RECORDS SHOWN
----
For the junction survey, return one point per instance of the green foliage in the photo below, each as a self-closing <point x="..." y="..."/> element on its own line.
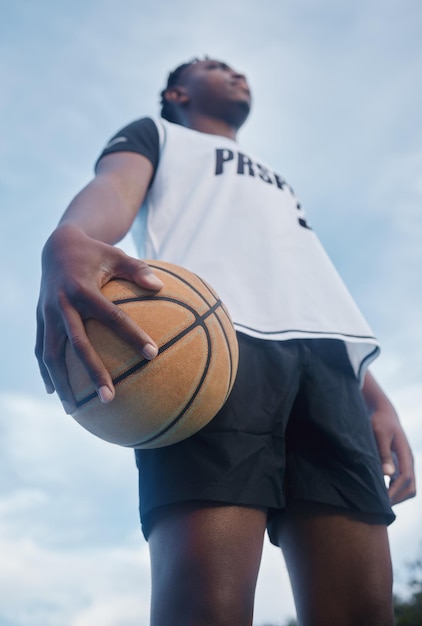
<point x="408" y="612"/>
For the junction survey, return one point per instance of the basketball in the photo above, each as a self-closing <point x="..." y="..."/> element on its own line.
<point x="169" y="398"/>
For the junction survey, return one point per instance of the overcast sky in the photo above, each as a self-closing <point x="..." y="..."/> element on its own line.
<point x="337" y="110"/>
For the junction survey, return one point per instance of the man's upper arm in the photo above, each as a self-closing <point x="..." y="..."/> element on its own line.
<point x="129" y="173"/>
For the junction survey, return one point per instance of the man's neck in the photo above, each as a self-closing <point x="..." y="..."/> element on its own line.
<point x="210" y="126"/>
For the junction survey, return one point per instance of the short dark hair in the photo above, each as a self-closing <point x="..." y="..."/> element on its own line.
<point x="168" y="110"/>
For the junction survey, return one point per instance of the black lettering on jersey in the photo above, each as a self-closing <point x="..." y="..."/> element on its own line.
<point x="222" y="156"/>
<point x="242" y="162"/>
<point x="264" y="174"/>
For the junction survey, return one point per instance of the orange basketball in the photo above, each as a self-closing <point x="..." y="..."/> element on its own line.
<point x="165" y="400"/>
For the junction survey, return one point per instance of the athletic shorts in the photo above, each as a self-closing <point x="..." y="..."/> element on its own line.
<point x="294" y="430"/>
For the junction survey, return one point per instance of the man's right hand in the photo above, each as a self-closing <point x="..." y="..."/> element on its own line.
<point x="75" y="268"/>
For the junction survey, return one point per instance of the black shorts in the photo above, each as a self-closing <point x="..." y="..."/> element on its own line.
<point x="295" y="429"/>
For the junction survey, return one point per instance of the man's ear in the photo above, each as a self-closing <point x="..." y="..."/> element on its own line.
<point x="177" y="95"/>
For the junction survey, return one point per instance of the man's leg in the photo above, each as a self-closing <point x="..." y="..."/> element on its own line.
<point x="340" y="569"/>
<point x="205" y="562"/>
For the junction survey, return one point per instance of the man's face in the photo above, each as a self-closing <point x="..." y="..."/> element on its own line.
<point x="217" y="90"/>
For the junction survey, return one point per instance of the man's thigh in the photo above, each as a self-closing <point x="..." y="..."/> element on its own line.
<point x="205" y="560"/>
<point x="339" y="566"/>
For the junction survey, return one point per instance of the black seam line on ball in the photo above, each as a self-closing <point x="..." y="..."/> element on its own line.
<point x="185" y="281"/>
<point x="188" y="404"/>
<point x="199" y="321"/>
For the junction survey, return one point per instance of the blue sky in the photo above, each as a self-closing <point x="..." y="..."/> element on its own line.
<point x="337" y="102"/>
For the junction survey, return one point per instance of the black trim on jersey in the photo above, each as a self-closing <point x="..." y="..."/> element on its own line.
<point x="369" y="357"/>
<point x="140" y="136"/>
<point x="306" y="332"/>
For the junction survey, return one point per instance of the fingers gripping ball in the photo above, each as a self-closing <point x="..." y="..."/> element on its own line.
<point x="165" y="400"/>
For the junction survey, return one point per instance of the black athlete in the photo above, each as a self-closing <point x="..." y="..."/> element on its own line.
<point x="293" y="449"/>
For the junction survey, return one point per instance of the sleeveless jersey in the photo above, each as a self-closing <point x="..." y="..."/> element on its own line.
<point x="221" y="213"/>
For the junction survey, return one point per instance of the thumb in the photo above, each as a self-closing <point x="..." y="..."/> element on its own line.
<point x="141" y="273"/>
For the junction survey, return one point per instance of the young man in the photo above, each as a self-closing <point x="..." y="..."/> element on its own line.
<point x="292" y="451"/>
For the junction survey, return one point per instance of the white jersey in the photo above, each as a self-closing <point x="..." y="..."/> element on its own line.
<point x="226" y="216"/>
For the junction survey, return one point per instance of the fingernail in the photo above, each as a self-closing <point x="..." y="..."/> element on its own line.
<point x="388" y="469"/>
<point x="105" y="394"/>
<point x="149" y="351"/>
<point x="155" y="282"/>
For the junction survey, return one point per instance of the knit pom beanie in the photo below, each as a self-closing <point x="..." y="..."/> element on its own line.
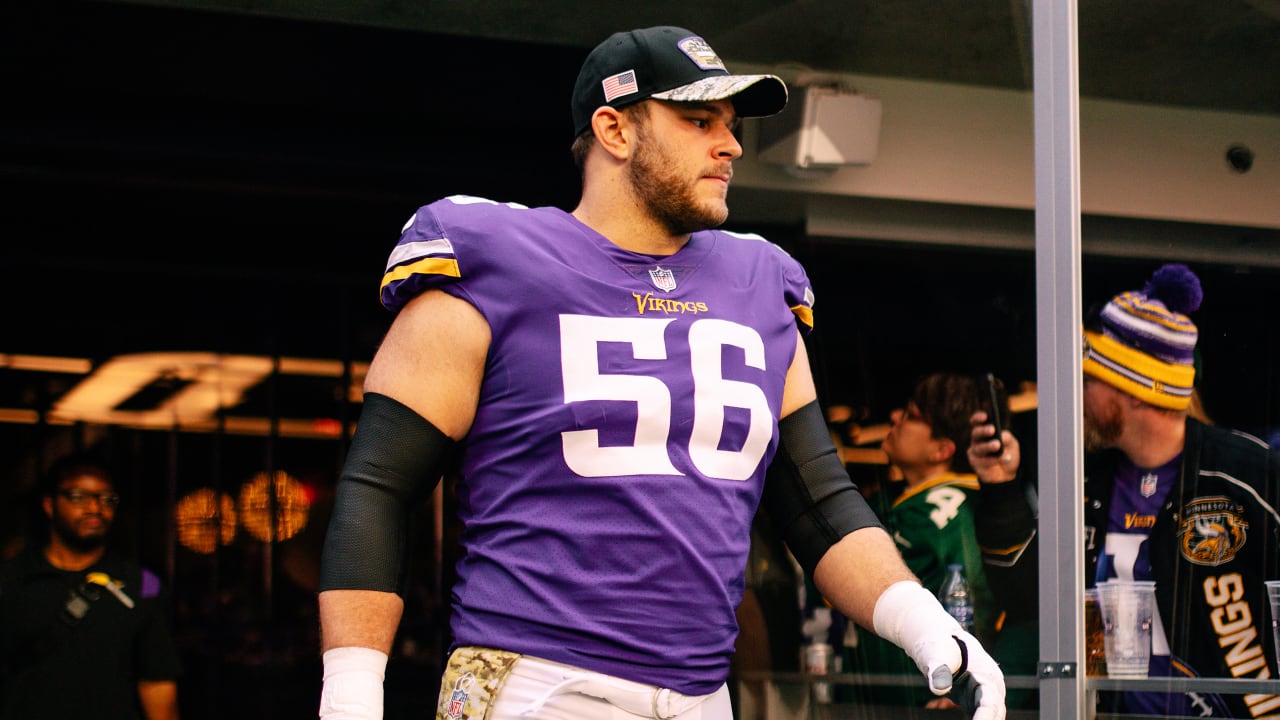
----
ASSIGNMENT
Please transcribe every entry exactly as written, leaving the pictures out.

RESPONSE BELOW
For the junction survey, return one point per instance of the green foliage in the photo below, each as a self-closing <point x="..." y="..."/> element on its own line.
<point x="408" y="612"/>
For the junction survey, return one point per instance of the basketball in the photo above, each as a self-closing <point x="..." y="..."/> element on its own line.
<point x="169" y="398"/>
For the junction survey, return one point per instance of the overcast sky in the photo above, each as a self-closing <point x="..." y="..."/> element on its own line.
<point x="337" y="110"/>
For the junction survey, return one point per instance of the man's upper arm in the photo above, each as a self-closing <point x="..." y="..."/> element on its own line.
<point x="129" y="173"/>
For the junction survey, return one point per instance of the man's neck in the photo above, each as a self-closing <point x="..." y="..."/> element on its own line.
<point x="210" y="126"/>
For the junction survey, return one point per instance of the short dark hair in the photo above, each as a self-closing <point x="..." y="..."/> element on its own line.
<point x="168" y="110"/>
For the junction survey, return one point per instance of the black lettering on jersey in the photo above, each as a self-closing <point x="..." y="..."/> element on its own line.
<point x="222" y="156"/>
<point x="242" y="162"/>
<point x="264" y="174"/>
For the junction survey, return one point per instance of the orange basketball in the photo above, each as a self-closing <point x="..." y="..."/> element on its own line.
<point x="165" y="400"/>
For the junction survey, return one point per instance of the athletic shorts in the photo above, each as a self-closing <point x="..." y="..."/> element on its own line.
<point x="294" y="430"/>
For the junction survey, return one point per instance of the man's right hand in the photo above, each as a self-closing <point x="..." y="..."/> element on its own line.
<point x="75" y="268"/>
For the junction survey, return one point per instance of the black shorts in the photo above, each as a self-closing <point x="..." y="..."/> element on its own line.
<point x="295" y="429"/>
For the junction survey, return one point per instance of the man's ear in the photo above, each as a self-closing <point x="..." y="..."/> element on its own line.
<point x="177" y="95"/>
For the junction survey, return one point per instance of the man's leg in the photo above, each as a self-closing <point x="..." y="..."/> element on its own line.
<point x="340" y="569"/>
<point x="205" y="562"/>
For the junction survey, return one point per instance of the man's face in the photo above, each as a self-closing <point x="..." y="..."/> element on its own line.
<point x="217" y="90"/>
For the junction survey, return one point per instance of the man's thigh in the photo above, each as a self-closing <point x="..." y="..."/> element on its own line.
<point x="205" y="560"/>
<point x="339" y="566"/>
For the junction survey, return one point per instance of the black seam line on ball in the photo above, each as a self-closing <point x="..." y="..."/> element on its own line.
<point x="185" y="281"/>
<point x="188" y="404"/>
<point x="199" y="321"/>
For the junction survey, return one point per instance of the blue sky in the photo above, each as a self-closing <point x="..." y="..."/> element on its own line.
<point x="337" y="102"/>
For the junction survey, return one point per instance of the black trim on jersey in the photo above, each as a self-closing <point x="..." y="..."/> element on its own line.
<point x="369" y="357"/>
<point x="140" y="136"/>
<point x="306" y="332"/>
For the junction survey, return one point per instance of the fingers gripping ball in the photo above, each as a self-closing <point x="..." y="..."/> element on its own line.
<point x="165" y="400"/>
For the junction survey, return one point per instance of the black athlete in the photo above, each as a self-closing <point x="..." y="..."/> element on its own line.
<point x="293" y="449"/>
For the junction survey, return one point per instance of the sleeveless jersey in the photo above, each as a self-closing <point x="..." y="..."/> element on its own line.
<point x="221" y="213"/>
For the junction survey, return one point per instance of the thumb in the photo above, each as a self-closing <point x="..." y="..."/> element on its own line.
<point x="141" y="273"/>
For the junction survey, return one point per instance of the young man in the photo above, each as a self-closing <point x="..." y="..."/> element on its own line.
<point x="292" y="451"/>
For the junction survey, return one point per instance of the white jersey in the photo above, each as a self-closing <point x="..." y="..."/> element on its own line.
<point x="226" y="216"/>
For the junction survey, return one point per instance of the fingernail in the photo above, each as a self-closing <point x="..." y="..."/> element on its own line.
<point x="388" y="469"/>
<point x="105" y="394"/>
<point x="149" y="351"/>
<point x="155" y="282"/>
For the junction survey, return one point per instance of the knit pom beanie in the photo below, each as a self-closing <point x="..." y="..."/> element on its own line.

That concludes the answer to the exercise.